To do: Print every line of the material below without any changes.

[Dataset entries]
━━━━━━
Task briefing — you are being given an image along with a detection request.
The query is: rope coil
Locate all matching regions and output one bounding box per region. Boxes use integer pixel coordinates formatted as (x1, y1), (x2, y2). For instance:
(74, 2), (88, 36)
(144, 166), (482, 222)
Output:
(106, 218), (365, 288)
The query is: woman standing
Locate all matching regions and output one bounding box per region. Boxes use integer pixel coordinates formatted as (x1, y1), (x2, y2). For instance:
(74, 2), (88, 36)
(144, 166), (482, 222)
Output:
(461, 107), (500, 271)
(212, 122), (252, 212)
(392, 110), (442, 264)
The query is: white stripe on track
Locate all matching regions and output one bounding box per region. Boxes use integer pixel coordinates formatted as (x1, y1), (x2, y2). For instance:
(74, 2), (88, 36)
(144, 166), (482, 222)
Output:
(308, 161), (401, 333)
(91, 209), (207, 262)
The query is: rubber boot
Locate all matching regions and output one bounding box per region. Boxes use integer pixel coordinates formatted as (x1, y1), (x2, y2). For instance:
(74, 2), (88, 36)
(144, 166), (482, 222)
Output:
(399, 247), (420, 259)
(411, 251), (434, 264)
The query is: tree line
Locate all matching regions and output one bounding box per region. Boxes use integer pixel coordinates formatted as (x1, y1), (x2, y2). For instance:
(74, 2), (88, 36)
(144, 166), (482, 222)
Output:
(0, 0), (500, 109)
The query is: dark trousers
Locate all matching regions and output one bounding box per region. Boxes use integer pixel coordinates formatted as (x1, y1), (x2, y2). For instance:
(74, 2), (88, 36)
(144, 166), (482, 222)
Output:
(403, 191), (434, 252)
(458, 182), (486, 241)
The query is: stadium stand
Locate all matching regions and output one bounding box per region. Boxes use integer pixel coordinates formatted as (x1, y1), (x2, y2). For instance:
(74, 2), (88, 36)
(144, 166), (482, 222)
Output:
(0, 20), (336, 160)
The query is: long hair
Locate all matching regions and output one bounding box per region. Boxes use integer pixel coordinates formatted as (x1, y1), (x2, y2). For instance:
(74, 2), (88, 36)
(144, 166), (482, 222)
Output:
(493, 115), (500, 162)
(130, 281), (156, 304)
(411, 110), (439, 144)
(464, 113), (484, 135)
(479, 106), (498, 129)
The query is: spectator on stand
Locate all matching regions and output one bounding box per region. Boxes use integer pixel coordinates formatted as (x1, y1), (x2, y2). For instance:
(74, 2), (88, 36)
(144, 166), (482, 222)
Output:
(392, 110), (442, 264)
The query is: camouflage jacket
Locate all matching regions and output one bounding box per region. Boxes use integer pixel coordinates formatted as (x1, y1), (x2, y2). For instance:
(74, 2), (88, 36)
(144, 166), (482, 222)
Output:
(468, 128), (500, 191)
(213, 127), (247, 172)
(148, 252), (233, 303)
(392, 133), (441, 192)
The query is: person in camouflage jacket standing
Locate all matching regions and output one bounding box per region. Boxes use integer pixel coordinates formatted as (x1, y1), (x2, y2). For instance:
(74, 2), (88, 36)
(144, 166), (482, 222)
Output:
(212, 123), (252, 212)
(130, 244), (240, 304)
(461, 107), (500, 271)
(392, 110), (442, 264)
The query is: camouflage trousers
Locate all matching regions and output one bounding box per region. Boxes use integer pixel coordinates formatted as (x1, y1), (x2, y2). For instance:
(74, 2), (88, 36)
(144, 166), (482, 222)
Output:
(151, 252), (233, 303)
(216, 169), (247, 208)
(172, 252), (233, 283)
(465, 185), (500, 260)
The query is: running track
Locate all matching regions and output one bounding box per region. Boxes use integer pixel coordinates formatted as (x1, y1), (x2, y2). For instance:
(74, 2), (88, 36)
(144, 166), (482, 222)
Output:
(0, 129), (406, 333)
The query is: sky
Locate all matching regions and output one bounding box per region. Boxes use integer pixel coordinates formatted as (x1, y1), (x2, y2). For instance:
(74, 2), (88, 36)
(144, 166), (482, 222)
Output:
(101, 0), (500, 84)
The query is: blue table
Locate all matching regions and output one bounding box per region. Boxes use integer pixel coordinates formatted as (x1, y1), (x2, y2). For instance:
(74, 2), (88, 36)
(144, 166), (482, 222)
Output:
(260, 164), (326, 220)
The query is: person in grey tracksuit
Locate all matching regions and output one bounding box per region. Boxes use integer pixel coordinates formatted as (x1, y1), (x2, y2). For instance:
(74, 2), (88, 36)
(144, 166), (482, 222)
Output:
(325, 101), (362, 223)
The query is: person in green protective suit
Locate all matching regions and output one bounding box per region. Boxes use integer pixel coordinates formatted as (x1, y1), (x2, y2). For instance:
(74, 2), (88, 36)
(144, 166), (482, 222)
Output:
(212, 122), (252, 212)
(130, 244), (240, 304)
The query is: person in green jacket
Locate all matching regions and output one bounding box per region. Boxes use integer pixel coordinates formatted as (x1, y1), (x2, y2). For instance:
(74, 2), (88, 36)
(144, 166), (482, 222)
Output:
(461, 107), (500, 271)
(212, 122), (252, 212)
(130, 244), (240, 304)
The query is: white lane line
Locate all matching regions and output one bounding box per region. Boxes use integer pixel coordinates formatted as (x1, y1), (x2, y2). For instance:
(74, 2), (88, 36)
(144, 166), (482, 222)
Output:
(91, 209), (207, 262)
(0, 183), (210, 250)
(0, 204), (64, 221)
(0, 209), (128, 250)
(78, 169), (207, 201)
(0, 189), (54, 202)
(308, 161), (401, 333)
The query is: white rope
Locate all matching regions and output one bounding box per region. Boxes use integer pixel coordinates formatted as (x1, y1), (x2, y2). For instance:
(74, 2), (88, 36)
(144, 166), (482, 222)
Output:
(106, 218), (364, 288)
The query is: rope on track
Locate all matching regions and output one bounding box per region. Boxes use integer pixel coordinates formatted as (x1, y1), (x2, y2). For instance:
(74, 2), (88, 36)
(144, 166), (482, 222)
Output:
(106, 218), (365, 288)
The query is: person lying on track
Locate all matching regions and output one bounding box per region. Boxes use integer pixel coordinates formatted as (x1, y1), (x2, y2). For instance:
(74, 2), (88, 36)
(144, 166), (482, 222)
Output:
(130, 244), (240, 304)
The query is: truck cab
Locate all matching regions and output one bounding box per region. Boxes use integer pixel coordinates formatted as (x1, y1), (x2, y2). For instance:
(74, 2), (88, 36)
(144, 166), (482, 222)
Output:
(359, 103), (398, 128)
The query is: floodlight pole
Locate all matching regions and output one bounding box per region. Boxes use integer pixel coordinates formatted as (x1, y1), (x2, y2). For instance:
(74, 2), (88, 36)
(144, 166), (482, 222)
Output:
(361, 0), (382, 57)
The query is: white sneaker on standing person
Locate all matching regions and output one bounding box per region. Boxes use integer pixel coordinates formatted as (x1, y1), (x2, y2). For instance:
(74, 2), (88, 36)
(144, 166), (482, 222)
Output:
━━━━━━
Complete response:
Task briefing — you are being given an image along with a detection request.
The query is: rope coil
Locate all matching regions and output one bounding box per region. Boxes use integer pixel coordinates formatted as (x1, y1), (x2, y2). For instance:
(74, 2), (88, 36)
(144, 166), (482, 222)
Output:
(106, 218), (365, 288)
The query is: woman standing
Locate all matching regions and output one bounding box per region. Boxes use integer pixel coordinates formatted as (x1, y1), (x2, y2). For instance:
(74, 2), (88, 36)
(144, 166), (482, 222)
Output:
(461, 107), (500, 271)
(212, 122), (252, 212)
(392, 110), (442, 264)
The query is: white stripe on track
Locate all matching regions and output one bounding box per region. Boxes use integer pixel coordinates formatted as (x1, y1), (x2, y2). For instance:
(74, 2), (88, 36)
(144, 166), (482, 222)
Output:
(308, 161), (401, 333)
(91, 209), (207, 262)
The query is: rubber boot
Locate all matching regions and output one bounding box per region. Boxes use integer pixel coordinates formatted as (x1, y1), (x2, y2). For instance:
(74, 2), (88, 36)
(144, 166), (482, 222)
Output:
(399, 247), (420, 259)
(411, 251), (434, 264)
The query is: tree line
Locate all matching regions and output one bounding box per region. Boxes use integer pixel coordinates formatted as (x1, y1), (x2, y2). For instance:
(74, 2), (88, 36)
(144, 166), (482, 222)
Output:
(0, 0), (500, 109)
The query is: dark trousers
Locate all matching regions and output one bounding box per region. Boxes use integer pixel coordinates formatted as (x1, y1), (x2, y2). For instance:
(74, 2), (88, 36)
(144, 166), (482, 222)
Output:
(403, 191), (434, 252)
(458, 182), (486, 241)
The query is: stadium stand
Locate all matching regions and output one bounding box per region. Boxes use integer pixel coordinates formatted as (x1, y1), (x2, y2). For instance:
(74, 2), (88, 36)
(144, 166), (482, 222)
Output:
(0, 20), (336, 160)
The query is: long hair
Locate all matching regions and output one bounding box per region. Boxes use integer pixel coordinates formatted as (x1, y1), (x2, y2). For instance:
(74, 2), (88, 36)
(144, 166), (482, 222)
Output:
(493, 115), (500, 162)
(130, 281), (156, 304)
(411, 110), (439, 144)
(464, 113), (484, 135)
(479, 106), (498, 129)
The query is: spectator on stand
Locate all matching regions and output one bounding box per region. Boxes use integer pixel coordinates formatted as (x1, y1), (x2, y2). For instance:
(74, 2), (88, 36)
(144, 166), (482, 222)
Output:
(392, 110), (442, 264)
The query is: camouflage jacket
Locate all matching regions and output one bounding box per region. Boxes use integer pixel coordinates formatted as (x1, y1), (x2, y2). For instance:
(74, 2), (88, 36)
(144, 166), (482, 222)
Output:
(468, 128), (500, 191)
(213, 127), (247, 172)
(148, 252), (233, 303)
(392, 133), (441, 192)
The query is: person in camouflage jacket standing
Locate all matching regions and output one bounding box per region. Boxes use integer pixel coordinates formatted as (x1, y1), (x2, y2). For instance:
(74, 2), (88, 36)
(144, 166), (482, 222)
Output:
(212, 123), (252, 212)
(130, 244), (240, 304)
(461, 107), (500, 271)
(392, 110), (442, 264)
The query is: camouflage trousers
Locate all matching regions and output one bounding box per region. Boxes use integer pixel coordinates formatted as (x1, y1), (x2, y2). For instance:
(74, 2), (88, 36)
(144, 166), (482, 222)
Output:
(151, 252), (233, 303)
(216, 169), (247, 208)
(172, 252), (233, 283)
(465, 185), (500, 260)
The query is: running track
Locate all matching regions and output one bounding box per region. Boxes use integer pixel coordinates formatted as (x1, y1), (x2, y2). For instance:
(74, 2), (88, 36)
(144, 166), (482, 222)
Output:
(0, 129), (406, 333)
The query is: sky
Locate all matching regions and output one bounding box per region. Boxes use integer pixel coordinates formatted as (x1, y1), (x2, y2). For instance:
(74, 2), (88, 36)
(144, 166), (482, 222)
Output:
(101, 0), (500, 84)
The query is: blue table
Locate all matching regions and output one bounding box per region. Boxes use integer pixel coordinates formatted as (x1, y1), (x2, y2). For instance:
(74, 2), (88, 36)
(144, 166), (482, 222)
Output:
(260, 164), (326, 220)
The query is: person in grey tracksuit
Locate all matching regions and output one bounding box per region. Boxes use integer pixel coordinates formatted as (x1, y1), (x2, y2). For instance:
(74, 2), (88, 36)
(144, 166), (482, 222)
Output:
(325, 101), (362, 223)
The query is: person in green protective suit
Locate all matching regions and output one bounding box per region. Boxes use integer pixel coordinates formatted as (x1, y1), (x2, y2). For instance:
(74, 2), (88, 36)
(144, 166), (482, 222)
Output:
(212, 122), (252, 212)
(130, 244), (240, 304)
The query is: person in green jacket
Locate all matching regions and output one bounding box per region. Boxes use integer pixel coordinates formatted as (x1, y1), (x2, y2). For instance:
(74, 2), (88, 36)
(144, 166), (482, 222)
Output:
(461, 107), (500, 271)
(212, 122), (252, 212)
(130, 244), (240, 304)
The query is: white lane line
Locate all matching regions and output one bounding box per region. Boxes use integer pixel coordinates formatted as (x1, y1), (x2, y2). For instance:
(74, 2), (88, 36)
(144, 166), (482, 222)
Output:
(91, 209), (207, 262)
(0, 183), (210, 250)
(0, 204), (64, 221)
(0, 209), (128, 250)
(78, 169), (207, 201)
(0, 189), (54, 202)
(308, 161), (401, 333)
The query is: white rope
Locate all matching regions and output one bounding box per region. Boxes use integer pixel coordinates formatted as (x1, y1), (x2, y2). For instance:
(74, 2), (88, 36)
(144, 166), (482, 222)
Output:
(106, 218), (364, 288)
The query is: rope on track
Locate all matching regions and output one bounding box per region. Boxes use integer pixel coordinates formatted as (x1, y1), (x2, y2). For instance:
(74, 2), (88, 36)
(144, 166), (482, 222)
Output:
(106, 218), (365, 288)
The query is: person lying on track
Locate all matching regions and output one bounding box per region. Boxes use integer pixel coordinates formatted as (x1, y1), (x2, y2). For instance:
(74, 2), (88, 36)
(144, 166), (482, 222)
Output:
(130, 244), (240, 304)
The query is: truck cab
Locate all matching regions and output one bounding box per region. Boxes use integer pixel coordinates formatted as (x1, y1), (x2, y2). For instance:
(74, 2), (88, 36)
(144, 166), (482, 222)
Output:
(359, 103), (398, 128)
The query is: floodlight pole
Locate all matching regions and output one bounding box per region. Boxes use integer pixel coordinates formatted as (x1, y1), (x2, y2). For instance:
(74, 2), (88, 36)
(144, 166), (482, 222)
Output:
(361, 0), (382, 57)
The query is: white sneaker on standing person
Locate all matching regions and output one bounding box per region. Boxes use integer pixel coordinates formatted as (x1, y1), (x2, y2). For instance:
(74, 2), (88, 36)
(144, 166), (482, 222)
Output:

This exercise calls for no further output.